### Set problem
Pull out every line of the material below that contains the string "beige". Case counts.

───── Given information

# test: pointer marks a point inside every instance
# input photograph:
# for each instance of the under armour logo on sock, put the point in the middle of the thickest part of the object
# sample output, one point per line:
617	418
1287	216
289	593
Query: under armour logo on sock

──────────
───── Given information

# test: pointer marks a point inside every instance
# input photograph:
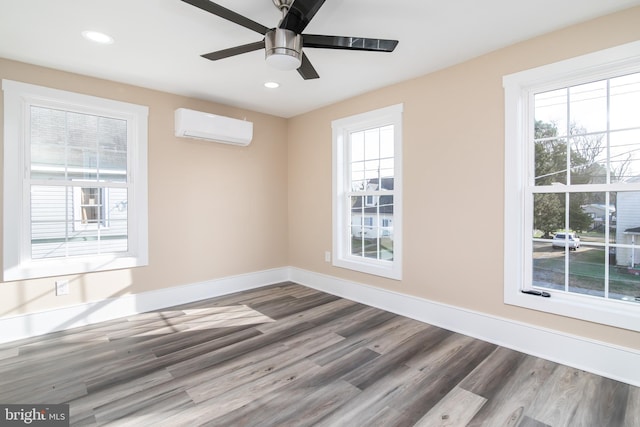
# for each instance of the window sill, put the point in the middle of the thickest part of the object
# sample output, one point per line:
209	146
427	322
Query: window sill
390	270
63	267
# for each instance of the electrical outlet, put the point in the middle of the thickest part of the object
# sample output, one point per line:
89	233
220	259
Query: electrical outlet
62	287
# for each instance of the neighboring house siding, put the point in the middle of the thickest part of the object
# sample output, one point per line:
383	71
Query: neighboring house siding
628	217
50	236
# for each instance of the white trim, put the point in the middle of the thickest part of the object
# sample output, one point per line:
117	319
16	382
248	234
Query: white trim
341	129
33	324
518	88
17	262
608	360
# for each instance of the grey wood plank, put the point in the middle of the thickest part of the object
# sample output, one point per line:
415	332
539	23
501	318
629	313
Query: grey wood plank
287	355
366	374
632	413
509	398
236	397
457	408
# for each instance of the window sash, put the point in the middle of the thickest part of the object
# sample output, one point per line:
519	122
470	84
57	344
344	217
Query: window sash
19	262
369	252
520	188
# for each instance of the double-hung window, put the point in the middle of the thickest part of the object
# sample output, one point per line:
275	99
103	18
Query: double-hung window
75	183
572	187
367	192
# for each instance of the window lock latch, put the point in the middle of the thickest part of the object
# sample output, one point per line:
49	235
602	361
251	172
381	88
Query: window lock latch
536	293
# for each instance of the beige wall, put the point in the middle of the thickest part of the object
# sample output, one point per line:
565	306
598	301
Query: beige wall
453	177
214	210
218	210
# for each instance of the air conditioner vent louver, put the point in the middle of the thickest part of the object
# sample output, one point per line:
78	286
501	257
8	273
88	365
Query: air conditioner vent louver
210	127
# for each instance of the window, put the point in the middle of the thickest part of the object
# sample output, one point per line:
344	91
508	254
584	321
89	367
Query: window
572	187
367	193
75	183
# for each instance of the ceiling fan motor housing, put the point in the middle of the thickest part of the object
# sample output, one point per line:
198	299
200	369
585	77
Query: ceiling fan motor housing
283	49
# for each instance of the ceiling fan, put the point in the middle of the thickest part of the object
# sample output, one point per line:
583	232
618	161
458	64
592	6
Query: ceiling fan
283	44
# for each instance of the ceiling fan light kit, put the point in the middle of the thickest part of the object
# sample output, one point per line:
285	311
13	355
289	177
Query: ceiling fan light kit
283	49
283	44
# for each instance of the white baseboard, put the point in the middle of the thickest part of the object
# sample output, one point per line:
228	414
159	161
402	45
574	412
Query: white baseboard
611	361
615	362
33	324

──────────

### Answer to the problem
# for each instance of the beige wall, put the point in the middle of the thickest part of the object
Query: beige wall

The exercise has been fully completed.